-- Opening Marker --

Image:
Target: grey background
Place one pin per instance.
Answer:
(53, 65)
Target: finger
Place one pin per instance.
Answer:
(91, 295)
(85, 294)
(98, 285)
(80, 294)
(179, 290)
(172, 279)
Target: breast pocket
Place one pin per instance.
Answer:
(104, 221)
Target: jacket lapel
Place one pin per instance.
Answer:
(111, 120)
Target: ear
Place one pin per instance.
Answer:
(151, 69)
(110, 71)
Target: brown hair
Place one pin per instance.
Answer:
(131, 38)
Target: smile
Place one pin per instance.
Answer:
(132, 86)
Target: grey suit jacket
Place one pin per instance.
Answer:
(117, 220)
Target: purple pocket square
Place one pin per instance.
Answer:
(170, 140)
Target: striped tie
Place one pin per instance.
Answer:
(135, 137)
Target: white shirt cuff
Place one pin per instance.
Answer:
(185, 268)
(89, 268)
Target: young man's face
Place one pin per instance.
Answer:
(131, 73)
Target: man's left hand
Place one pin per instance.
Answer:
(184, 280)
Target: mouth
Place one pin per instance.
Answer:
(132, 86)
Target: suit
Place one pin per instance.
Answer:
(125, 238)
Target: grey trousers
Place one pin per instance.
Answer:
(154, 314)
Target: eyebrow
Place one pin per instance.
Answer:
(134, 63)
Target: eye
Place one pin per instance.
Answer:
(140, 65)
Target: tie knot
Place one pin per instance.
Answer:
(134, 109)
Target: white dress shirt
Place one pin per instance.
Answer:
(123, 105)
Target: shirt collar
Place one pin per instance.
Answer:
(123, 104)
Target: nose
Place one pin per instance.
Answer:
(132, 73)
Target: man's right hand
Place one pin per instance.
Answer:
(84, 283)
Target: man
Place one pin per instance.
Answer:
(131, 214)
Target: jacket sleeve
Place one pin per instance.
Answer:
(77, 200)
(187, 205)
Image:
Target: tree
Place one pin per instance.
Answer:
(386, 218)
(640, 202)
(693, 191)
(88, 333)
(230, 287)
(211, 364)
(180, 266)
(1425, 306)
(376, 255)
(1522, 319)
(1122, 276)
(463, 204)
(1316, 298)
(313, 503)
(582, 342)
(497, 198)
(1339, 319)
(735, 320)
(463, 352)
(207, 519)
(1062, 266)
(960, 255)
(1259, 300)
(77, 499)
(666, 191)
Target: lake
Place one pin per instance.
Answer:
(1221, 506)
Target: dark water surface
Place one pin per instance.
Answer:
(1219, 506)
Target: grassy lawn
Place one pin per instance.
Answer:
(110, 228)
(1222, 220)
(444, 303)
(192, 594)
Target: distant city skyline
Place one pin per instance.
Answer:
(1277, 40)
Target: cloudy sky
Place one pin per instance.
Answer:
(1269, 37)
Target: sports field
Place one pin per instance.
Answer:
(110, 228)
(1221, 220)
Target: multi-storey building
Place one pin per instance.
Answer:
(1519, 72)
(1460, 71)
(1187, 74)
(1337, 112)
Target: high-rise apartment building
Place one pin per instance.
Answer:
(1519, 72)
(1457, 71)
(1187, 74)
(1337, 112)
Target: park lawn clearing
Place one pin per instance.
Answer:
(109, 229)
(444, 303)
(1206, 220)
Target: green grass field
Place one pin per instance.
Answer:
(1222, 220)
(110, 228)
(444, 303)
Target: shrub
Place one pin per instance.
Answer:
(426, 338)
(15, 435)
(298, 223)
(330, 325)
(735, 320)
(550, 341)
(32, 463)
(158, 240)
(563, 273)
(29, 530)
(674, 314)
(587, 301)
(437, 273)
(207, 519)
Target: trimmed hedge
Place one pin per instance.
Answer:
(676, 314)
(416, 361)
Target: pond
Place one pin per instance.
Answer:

-- Closing Marker --

- [EXERCISE GOAL] In the listing, find all lines with the string "pocket" and copy them.

- [ANSWER TO THIS EXERCISE]
Target: breast pocket
Target: purple pocket square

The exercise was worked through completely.